— What you will do —
Output a verbatim copy of the data, cut off after the line that contains "# mark the roof, one".

— Raw data —
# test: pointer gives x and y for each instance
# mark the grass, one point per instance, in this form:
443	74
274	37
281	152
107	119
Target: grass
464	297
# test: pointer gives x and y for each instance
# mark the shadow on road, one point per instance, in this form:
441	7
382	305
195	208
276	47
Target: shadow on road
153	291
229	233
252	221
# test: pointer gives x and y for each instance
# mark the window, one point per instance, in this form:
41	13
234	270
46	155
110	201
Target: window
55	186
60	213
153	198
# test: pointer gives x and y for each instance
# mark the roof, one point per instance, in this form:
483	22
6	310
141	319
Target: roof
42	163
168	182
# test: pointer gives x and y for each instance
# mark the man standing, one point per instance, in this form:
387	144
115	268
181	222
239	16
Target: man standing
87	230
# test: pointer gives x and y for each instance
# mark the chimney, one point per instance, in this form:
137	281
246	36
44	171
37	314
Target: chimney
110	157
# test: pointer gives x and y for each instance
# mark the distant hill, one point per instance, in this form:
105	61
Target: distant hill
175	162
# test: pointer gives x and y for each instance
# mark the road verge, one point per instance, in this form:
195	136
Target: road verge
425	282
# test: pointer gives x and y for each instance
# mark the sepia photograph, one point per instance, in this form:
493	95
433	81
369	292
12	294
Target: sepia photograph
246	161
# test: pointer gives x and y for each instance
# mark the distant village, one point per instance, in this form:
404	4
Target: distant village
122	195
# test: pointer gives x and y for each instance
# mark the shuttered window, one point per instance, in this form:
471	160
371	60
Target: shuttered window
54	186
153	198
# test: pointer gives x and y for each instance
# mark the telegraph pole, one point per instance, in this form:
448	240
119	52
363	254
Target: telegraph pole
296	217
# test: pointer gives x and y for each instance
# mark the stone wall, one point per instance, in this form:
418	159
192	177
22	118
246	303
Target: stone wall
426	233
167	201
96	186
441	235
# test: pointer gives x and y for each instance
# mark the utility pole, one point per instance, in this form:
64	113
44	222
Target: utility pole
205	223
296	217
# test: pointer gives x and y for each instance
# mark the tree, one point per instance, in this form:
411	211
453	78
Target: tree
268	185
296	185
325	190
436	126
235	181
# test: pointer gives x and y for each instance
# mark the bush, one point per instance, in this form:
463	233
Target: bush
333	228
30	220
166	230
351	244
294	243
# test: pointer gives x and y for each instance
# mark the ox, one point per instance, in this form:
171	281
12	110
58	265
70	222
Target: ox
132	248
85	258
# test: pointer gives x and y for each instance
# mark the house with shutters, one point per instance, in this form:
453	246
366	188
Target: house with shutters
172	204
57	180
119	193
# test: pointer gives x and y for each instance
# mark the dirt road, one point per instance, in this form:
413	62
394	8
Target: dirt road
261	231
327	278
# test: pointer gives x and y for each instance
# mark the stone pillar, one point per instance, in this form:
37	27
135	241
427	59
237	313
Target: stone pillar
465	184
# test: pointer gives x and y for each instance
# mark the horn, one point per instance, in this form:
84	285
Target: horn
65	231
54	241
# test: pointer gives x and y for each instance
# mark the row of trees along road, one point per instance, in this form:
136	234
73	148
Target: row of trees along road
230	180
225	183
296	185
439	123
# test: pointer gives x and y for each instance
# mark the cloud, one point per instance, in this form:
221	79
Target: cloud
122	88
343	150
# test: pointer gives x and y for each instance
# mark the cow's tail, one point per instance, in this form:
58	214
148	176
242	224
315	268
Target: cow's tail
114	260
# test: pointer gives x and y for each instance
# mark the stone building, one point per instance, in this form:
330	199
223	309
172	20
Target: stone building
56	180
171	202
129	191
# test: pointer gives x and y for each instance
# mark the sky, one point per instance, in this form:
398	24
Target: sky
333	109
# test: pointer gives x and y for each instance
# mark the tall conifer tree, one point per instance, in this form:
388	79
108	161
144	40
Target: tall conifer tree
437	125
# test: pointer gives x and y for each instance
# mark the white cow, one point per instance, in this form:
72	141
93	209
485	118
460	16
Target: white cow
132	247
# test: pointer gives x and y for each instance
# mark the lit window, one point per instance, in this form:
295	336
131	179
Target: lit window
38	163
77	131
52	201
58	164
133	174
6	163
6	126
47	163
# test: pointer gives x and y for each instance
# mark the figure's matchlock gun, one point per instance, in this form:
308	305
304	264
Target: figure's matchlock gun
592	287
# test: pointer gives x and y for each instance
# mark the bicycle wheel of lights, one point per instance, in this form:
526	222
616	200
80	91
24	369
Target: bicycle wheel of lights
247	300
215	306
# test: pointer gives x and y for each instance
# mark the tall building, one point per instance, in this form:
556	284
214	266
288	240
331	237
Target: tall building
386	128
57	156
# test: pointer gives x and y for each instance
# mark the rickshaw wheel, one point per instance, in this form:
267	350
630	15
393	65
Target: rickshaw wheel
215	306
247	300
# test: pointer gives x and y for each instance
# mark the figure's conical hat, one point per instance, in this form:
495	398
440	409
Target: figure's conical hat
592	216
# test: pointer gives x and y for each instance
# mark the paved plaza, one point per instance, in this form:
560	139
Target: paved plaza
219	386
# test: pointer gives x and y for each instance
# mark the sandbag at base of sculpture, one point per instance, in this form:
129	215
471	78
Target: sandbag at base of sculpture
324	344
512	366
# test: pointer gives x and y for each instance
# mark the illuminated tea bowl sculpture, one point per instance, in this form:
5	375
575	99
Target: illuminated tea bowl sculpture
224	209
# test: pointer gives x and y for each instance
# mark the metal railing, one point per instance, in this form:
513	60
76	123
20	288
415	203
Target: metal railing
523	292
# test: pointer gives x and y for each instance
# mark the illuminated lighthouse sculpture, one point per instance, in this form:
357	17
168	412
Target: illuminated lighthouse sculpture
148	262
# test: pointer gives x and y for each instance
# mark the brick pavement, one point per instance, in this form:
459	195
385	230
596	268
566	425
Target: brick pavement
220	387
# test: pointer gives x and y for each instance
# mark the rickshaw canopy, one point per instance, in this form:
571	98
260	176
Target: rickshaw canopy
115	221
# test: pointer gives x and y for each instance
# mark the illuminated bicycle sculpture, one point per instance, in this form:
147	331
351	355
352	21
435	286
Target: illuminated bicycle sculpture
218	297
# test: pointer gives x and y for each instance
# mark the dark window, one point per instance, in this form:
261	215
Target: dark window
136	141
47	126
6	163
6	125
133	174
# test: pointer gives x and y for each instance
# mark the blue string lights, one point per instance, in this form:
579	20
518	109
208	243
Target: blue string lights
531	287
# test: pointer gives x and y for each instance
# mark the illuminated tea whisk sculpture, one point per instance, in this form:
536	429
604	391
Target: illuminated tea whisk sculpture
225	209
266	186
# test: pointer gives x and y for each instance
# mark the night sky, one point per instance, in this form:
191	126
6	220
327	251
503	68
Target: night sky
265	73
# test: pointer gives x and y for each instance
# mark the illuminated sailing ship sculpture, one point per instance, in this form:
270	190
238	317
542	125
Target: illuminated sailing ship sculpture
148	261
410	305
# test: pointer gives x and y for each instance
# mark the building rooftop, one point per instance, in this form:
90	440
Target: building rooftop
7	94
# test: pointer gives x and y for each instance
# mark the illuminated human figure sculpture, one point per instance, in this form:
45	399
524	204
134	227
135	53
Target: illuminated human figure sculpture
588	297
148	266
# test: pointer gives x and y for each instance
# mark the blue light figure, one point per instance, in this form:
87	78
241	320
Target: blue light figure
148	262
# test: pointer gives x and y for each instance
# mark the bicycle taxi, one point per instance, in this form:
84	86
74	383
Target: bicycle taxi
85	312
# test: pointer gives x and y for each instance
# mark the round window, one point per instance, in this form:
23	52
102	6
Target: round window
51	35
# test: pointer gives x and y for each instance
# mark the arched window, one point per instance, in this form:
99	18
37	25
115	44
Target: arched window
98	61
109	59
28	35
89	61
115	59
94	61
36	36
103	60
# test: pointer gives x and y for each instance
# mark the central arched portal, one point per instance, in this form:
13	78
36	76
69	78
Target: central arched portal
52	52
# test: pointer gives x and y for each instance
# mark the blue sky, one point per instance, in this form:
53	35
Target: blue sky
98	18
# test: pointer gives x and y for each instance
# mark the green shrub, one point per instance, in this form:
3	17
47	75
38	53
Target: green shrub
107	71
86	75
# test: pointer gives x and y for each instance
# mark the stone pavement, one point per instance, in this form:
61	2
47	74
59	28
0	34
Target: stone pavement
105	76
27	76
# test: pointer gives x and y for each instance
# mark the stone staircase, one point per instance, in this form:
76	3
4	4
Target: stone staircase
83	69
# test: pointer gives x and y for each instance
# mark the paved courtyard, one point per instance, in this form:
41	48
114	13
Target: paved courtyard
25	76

— Answer box —
# test: pointer gives x and y for each instance
# mark the grass, one point per instance, in this form:
443	74
274	37
281	152
107	119
Target: grass
464	297
# test: pointer gives x and y for each instance
# mark the shadow on road, one point per instance, in this form:
441	7
382	305
195	208
276	47
Target: shadow on road
153	291
229	233
252	221
# test: pointer gives x and y for each instance
# mark the window, one point per instance, in this form:
41	13
234	270
46	155
110	201
Target: window
55	186
60	213
153	198
# test: pointer gives x and y for each instance
# mark the roof, one point per instance, in this form:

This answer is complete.